Copy out the listing below word for word, omitting the pictures.

Data shown -
□ □ □

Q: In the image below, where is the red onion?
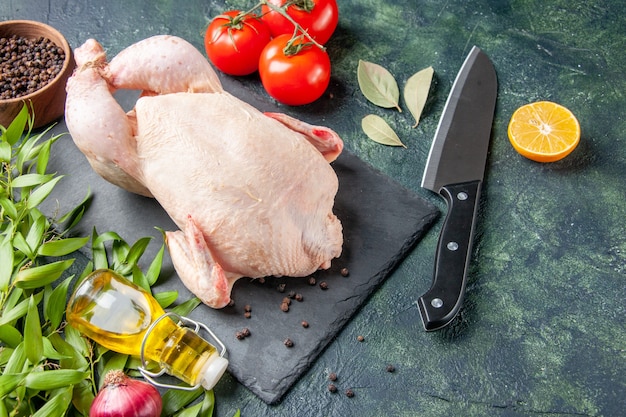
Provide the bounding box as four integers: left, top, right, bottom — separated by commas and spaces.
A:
89, 370, 163, 417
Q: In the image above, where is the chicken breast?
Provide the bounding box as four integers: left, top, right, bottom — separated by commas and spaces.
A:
66, 36, 343, 308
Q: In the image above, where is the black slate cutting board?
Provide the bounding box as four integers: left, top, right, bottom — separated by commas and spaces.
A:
44, 87, 438, 404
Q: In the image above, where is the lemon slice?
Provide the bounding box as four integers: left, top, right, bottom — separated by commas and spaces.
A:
508, 101, 580, 162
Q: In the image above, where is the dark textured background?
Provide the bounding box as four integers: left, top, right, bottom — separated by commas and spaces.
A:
0, 0, 626, 417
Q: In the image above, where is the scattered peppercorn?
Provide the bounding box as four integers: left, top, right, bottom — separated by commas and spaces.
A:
0, 35, 65, 100
235, 327, 250, 340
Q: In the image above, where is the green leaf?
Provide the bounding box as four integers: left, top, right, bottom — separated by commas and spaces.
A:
176, 403, 202, 417
13, 232, 35, 259
15, 126, 58, 173
0, 342, 26, 374
48, 332, 89, 370
58, 191, 92, 230
0, 290, 43, 325
161, 387, 205, 416
61, 326, 91, 358
171, 297, 202, 316
146, 240, 165, 286
404, 67, 435, 127
200, 390, 215, 417
0, 324, 23, 348
4, 104, 28, 146
27, 175, 63, 209
15, 259, 74, 289
41, 337, 69, 361
24, 369, 89, 391
44, 275, 74, 329
0, 236, 13, 292
33, 384, 73, 417
37, 136, 54, 174
357, 60, 402, 112
0, 373, 26, 398
98, 351, 130, 388
361, 114, 406, 148
0, 141, 12, 163
0, 197, 17, 220
37, 236, 89, 257
125, 237, 152, 265
153, 291, 178, 308
24, 295, 43, 365
26, 211, 50, 254
11, 174, 54, 188
0, 398, 9, 417
132, 265, 152, 293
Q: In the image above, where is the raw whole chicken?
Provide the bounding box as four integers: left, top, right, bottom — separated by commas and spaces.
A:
65, 36, 343, 308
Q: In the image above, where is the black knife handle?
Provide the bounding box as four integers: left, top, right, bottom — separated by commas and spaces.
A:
418, 181, 481, 331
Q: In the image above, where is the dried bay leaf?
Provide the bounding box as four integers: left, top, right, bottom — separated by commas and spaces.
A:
361, 114, 406, 148
357, 60, 402, 112
404, 67, 434, 127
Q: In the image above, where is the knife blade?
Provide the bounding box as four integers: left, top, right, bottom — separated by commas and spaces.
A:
418, 46, 498, 331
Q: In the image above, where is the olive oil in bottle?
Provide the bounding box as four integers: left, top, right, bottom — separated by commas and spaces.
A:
66, 269, 228, 390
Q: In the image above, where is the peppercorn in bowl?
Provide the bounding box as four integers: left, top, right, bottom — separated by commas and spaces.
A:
0, 20, 76, 128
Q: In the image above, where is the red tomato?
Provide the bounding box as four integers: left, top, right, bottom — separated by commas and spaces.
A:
262, 0, 339, 45
204, 10, 271, 75
259, 34, 330, 106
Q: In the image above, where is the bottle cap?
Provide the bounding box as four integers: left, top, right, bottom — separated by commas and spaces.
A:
200, 354, 228, 390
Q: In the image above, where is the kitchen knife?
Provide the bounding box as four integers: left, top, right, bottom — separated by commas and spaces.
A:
418, 46, 498, 331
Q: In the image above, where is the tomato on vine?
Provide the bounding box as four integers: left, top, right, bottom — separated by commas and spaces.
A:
204, 10, 271, 75
259, 34, 330, 106
261, 0, 339, 45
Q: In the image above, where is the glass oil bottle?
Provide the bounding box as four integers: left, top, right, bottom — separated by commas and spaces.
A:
66, 269, 228, 390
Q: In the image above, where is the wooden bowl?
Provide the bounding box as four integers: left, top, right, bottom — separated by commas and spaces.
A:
0, 20, 76, 128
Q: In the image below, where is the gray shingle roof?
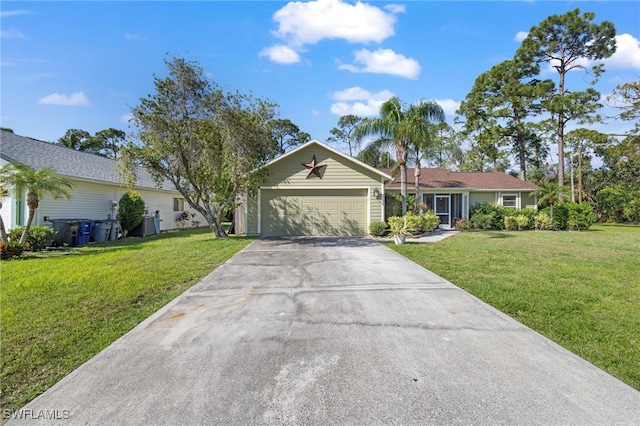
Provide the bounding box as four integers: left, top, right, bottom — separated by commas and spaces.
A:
0, 130, 174, 190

□ □ □

Correct answer -
Q: In the image below, where is the red onion?
Provide the bounding box as four integers: left, top, right, bottom — separated by commas and spaces.
A:
89, 370, 163, 417
Q: In the image above, where is the chicken breast?
Provide the bounding box as four integers: left, top, right, bottom — separated by commas and spaces.
A:
66, 36, 343, 308
Q: In the image above, where is the black slate cutting board?
Provide the bounding box as four integers: left, top, right, bottom — separated by commas and spaces.
A:
44, 87, 438, 404
Q: In the image above, where is the lemon slice?
Provide the bounding box as four integers: left, top, right, bottom — separated by commas and spaces.
A:
508, 101, 580, 162
Q: In the image above, where is the dark textured background?
Provide the bounding box as four integers: left, top, right, bottom — separated by commas and spaces.
A:
0, 0, 626, 417
Q: In the image above, where is the scattered peppercorn?
Provide the bounding box as four integers: left, top, right, bottom — separated by commas and spaces.
A:
0, 35, 65, 100
235, 327, 250, 340
Q: In the image above, where is the green leaf?
Provide the bounding box as four integers: left, top, right, bottom — separated by commas and spaces.
A:
176, 403, 202, 417
13, 232, 35, 259
15, 126, 58, 173
0, 342, 26, 374
48, 332, 89, 370
58, 191, 92, 230
0, 290, 43, 325
161, 387, 205, 416
61, 326, 91, 358
171, 297, 202, 316
146, 240, 165, 286
404, 67, 435, 127
200, 390, 215, 417
0, 324, 23, 348
4, 104, 28, 146
27, 175, 63, 209
15, 259, 74, 289
41, 337, 69, 361
24, 369, 89, 391
44, 275, 74, 329
0, 236, 13, 292
33, 384, 73, 417
37, 136, 54, 174
357, 60, 402, 112
0, 373, 26, 398
98, 351, 130, 388
361, 114, 406, 148
0, 141, 12, 163
0, 197, 17, 220
37, 236, 89, 257
125, 237, 152, 265
153, 291, 178, 308
24, 295, 43, 365
26, 211, 50, 254
11, 174, 54, 188
0, 398, 9, 417
132, 265, 152, 293
Q: In the image above, where is the raw whole chicken?
Provide the bounding box as four integers: left, top, right, bottom — separated by commas and spaces.
A:
65, 36, 343, 308
Q: In the image above, where is the black knife handle?
Provide the bounding box as four integers: left, top, right, bottom — separated by commas and spaces.
A:
418, 181, 481, 331
Q: In the image above, where is the dried bay leaf?
Provide the bounding box as four integers: left, top, right, bottom — separated by commas and spaces.
A:
361, 114, 406, 148
357, 60, 402, 112
404, 67, 434, 127
Q: In the image above, where is the knife blade?
Provide the bounding box as four integers: left, top, right, bottom — separated by commas and spaces.
A:
418, 46, 498, 331
Q: In the image above, where is the olive oil in bottle?
Provide the bounding box as four integers: left, top, right, bottom — separated by commas and spaces.
A:
66, 269, 228, 390
Q: In the image above, where is the peppercorn in bowl?
Provide the bounding box as four integers: left, top, right, bottom — separated by commas and spaces.
A:
0, 20, 76, 128
Q: In the image above, where is the red tomato?
Provide the bounding box as four integers: left, top, right, bottom — separated by commas and spaces.
A:
262, 0, 339, 45
204, 10, 271, 75
259, 34, 330, 106
Q: In the image above, where is the bottle cap?
Provide the bounding box as four integers: left, top, right, bottom — separated by commas and spaces.
A:
200, 354, 228, 390
Q: In the image above, where is the kitchen knife?
Provide the bounding box as four integers: left, top, right, bottom — separated by commas and spaces.
A:
418, 46, 498, 331
Q: In the image above, where is the tomato on vine?
Provide the bounding box as four integers: left, top, right, bottom — separated by commas and spaces.
A:
204, 10, 271, 75
259, 34, 330, 106
261, 0, 339, 45
Q: In the image above, where is the glass oil bottle?
Provide the bounding box as four integers: left, top, right, bottom — separated by commas and spaces.
A:
66, 269, 228, 390
Q: In the image above, where is the wooden bowl?
Provide the bounding box as four integers: left, top, right, bottom — separated by commas and spaces.
A:
0, 20, 76, 128
Q: In the image below, where is the gray shingle roof?
Provide the bounding box as four integers: left, top, right, bottom — separated by commas and spaces.
A:
0, 130, 174, 190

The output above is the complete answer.